## Sayfa metni
ABD başkanlık yarışlarının başlarında hizmetçi adaylar, ABD büyükelçiliğini Tel Aviv"den Kudüs"e taşınacağını söz vermelerinin yeterli olduğunu düşündüler. Hepsi Dışişleri Bakanlığı tarafından bunun temel Amerikan çıkarlarına zarar vereceği konusunda ikna edildiler. 

    Obama çok daha fazla ileri gitti. Büyük olasılıkla Obama"nın bu beyanı sadece boş bir sözdür ve kendi kendine: tamam seçilmek için bunu söylemeliyim demiştir. Ondan sonra Allah büyüktür. 

    Fakat böyle bile olsa gerçek göz ardı edilemez: AİPAC korkusu o kadar berbattır ki bütün meselelerde değişimi söz veren bu aday bile herhangi bir farklılığa cesaret edemez. Bu meselede Obama eski Washington rutinini kabul ediyor. En temel Amerikan çıkarlarından fedakârlık yapmaya hazırlanıyor. Unutulmamalıdır ki ABD, Irak"tan Fas"a kadar Arap kitlelerinin kalbine giden yollar bulmasına izin verecek bir İsrail-Filistin barışını sağlamada hayati bir çıkara sahiptir. Obama, İslam dünyasındaki imajına zarar verdi ve eğer başkan seçilirse geleceğini rehin verdi. 

    65 yıl önce Nazi Almayası onların kardeşlerini ve bacılarını Avrupa"da katlederken Amerikan Yahudiliği pek bir şey yapamadı. Başkan Franklin Delano Roosevelt"i soykırımı durduracak önemli şeyler yapmasını sağlamayı başaramadılar. (Ve aynı zamanda pek çok Afro-Amerikalı üzerlerine salınan köpeklerin korkusuyla seçim bölgelerinin yakınlarına gitmeye cesaret edemiyorlardı.)

## Çıkarılan veriler
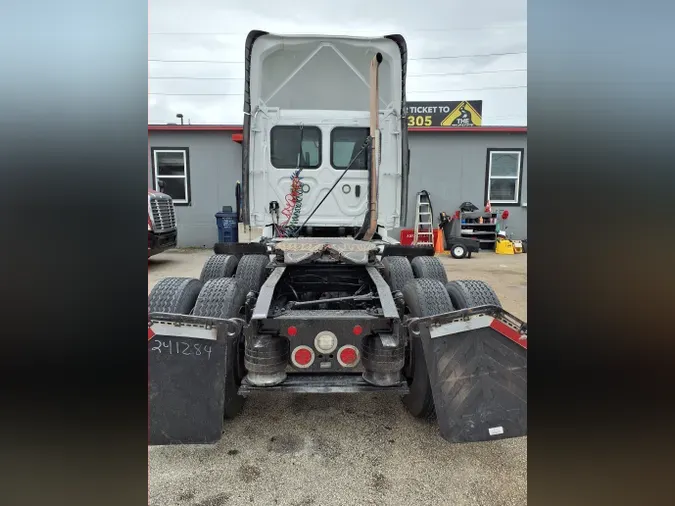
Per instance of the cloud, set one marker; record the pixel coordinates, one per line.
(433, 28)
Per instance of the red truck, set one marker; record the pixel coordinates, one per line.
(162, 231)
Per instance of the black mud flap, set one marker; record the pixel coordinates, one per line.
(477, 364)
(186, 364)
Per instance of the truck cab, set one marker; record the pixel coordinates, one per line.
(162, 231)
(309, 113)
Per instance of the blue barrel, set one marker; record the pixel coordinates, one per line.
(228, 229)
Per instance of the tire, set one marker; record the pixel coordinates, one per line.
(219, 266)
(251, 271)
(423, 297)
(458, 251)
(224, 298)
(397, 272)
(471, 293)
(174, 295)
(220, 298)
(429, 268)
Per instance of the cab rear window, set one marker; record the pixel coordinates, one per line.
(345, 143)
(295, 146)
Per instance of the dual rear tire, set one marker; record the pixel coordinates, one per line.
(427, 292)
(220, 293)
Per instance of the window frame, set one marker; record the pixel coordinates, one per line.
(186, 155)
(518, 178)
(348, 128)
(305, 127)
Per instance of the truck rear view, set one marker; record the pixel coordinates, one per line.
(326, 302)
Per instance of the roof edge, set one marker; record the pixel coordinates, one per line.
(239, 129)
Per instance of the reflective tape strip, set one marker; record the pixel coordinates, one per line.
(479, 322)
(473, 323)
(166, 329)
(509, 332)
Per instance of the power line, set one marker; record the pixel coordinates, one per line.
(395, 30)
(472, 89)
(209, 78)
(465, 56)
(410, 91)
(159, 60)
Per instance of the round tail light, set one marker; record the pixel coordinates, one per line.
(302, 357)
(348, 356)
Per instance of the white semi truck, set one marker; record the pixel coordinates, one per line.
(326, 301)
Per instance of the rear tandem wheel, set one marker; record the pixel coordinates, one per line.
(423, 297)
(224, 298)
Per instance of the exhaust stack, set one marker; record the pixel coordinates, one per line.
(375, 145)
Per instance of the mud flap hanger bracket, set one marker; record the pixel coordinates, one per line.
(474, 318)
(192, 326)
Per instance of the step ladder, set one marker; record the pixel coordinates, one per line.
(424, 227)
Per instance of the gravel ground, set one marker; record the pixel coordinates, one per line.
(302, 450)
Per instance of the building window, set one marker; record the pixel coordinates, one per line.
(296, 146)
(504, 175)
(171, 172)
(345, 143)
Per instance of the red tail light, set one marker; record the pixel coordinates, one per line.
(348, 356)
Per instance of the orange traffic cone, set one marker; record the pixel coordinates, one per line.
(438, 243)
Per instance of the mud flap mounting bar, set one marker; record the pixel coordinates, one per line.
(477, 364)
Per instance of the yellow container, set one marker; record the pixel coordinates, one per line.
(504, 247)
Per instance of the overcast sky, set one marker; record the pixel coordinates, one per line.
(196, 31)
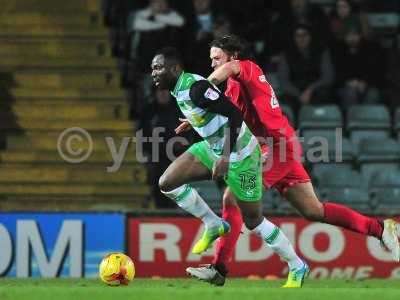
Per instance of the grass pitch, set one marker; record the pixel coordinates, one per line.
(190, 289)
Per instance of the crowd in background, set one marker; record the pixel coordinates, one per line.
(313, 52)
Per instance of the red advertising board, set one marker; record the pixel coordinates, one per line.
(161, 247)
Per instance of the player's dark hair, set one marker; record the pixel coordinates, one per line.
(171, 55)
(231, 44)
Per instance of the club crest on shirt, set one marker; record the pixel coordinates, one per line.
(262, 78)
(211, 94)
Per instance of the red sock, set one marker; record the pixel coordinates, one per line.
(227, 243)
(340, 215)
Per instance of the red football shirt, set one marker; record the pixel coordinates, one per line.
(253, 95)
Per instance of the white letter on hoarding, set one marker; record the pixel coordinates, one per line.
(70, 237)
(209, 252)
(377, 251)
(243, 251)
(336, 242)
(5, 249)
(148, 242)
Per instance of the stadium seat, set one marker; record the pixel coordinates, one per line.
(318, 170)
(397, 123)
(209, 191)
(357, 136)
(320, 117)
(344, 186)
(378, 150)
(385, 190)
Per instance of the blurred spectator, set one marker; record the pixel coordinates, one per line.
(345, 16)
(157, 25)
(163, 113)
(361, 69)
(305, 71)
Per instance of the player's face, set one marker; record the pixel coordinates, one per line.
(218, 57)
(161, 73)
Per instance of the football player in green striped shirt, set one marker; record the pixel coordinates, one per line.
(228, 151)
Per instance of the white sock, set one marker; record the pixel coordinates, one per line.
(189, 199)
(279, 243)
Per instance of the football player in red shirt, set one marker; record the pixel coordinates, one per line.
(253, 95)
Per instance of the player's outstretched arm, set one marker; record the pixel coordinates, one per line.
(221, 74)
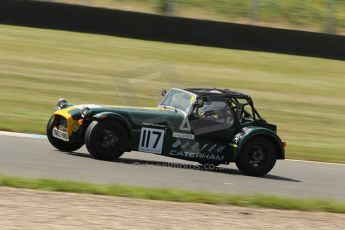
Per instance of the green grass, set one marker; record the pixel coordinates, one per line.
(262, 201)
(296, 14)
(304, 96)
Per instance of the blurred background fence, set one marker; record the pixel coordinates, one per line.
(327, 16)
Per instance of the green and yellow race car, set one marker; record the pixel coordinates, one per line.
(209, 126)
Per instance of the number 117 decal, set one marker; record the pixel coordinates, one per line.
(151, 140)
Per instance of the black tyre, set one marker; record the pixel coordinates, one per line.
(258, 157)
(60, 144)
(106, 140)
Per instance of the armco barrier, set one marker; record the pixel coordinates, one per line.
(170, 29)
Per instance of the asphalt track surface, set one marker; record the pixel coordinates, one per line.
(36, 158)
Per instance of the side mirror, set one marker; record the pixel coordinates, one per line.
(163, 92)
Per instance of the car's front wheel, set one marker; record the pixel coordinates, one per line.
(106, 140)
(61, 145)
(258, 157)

* * *

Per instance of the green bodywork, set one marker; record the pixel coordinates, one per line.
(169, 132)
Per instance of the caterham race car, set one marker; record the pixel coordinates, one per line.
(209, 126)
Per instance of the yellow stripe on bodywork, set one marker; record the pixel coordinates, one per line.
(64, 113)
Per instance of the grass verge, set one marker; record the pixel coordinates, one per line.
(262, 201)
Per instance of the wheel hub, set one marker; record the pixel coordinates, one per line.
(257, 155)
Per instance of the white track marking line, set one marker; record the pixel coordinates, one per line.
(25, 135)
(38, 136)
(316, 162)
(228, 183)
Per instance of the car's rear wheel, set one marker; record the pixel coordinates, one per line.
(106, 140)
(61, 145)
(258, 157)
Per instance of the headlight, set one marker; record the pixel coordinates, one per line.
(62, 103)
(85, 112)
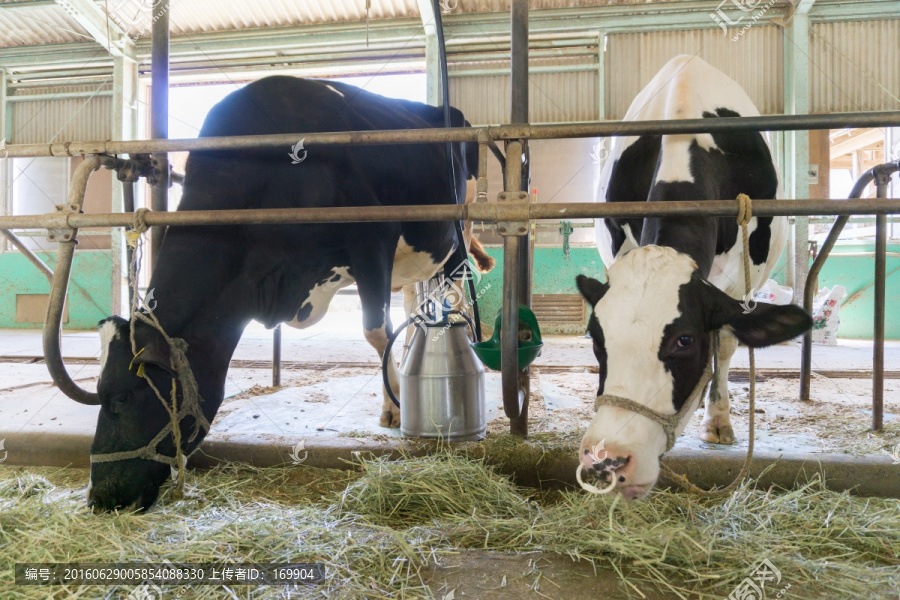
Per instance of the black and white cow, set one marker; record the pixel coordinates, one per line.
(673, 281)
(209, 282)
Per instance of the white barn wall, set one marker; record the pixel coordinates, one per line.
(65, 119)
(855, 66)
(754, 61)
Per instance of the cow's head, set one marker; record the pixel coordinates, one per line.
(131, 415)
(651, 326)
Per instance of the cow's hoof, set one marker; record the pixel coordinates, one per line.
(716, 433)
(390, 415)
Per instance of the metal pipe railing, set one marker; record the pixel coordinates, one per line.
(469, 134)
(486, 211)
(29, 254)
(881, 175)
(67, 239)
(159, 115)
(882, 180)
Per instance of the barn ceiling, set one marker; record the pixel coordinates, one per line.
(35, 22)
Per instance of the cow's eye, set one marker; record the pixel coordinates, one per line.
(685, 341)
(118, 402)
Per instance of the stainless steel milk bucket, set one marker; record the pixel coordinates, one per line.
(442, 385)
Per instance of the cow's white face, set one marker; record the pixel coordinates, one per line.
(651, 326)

## Yapılacaklar
#1 Sayfa metninde "Fakat böyle bile" ifadesinden başlayıp "geleceğini rehin verdi." ifadesine kadar, bu ifade de dahil olmak üzere, olan kısmı harfi harfine tekrarla.
#2 Sayfa metnine göre ABD'nin bir İsrail-Filistin barışını sağlamada neden hayati bir çıkarı vardır? Bir ila üç cümleyle açıkla.

## Yanıtlar
#1
Fakat böyle bile olsa gerçek göz ardı edilemez: AİPAC korkusu o kadar berbattır ki bütün meselelerde değişimi söz veren bu aday bile herhangi bir farklılığa cesaret edemez. Bu meselede Obama eski Washington rutinini kabul ediyor. En temel Amerikan çıkarlarından fedakârlık yapmaya hazırlanıyor. Unutulmamalıdır ki ABD, Irak"tan Fas"a kadar Arap kitlelerinin kalbine giden yollar bulmasına izin verecek bir İsrail-Filistin barışını sağlamada hayati bir çıkara sahiptir. Obama, İslam dünyasındaki imajına zarar verdi ve eğer başkan seçilirse geleceğini rehin verdi.

#2 Böyle bir barış, ABD'nin Irak'tan Fas'a kadar Arap kitlelerinin kalbine giden yollar bulmasına izin verecektir.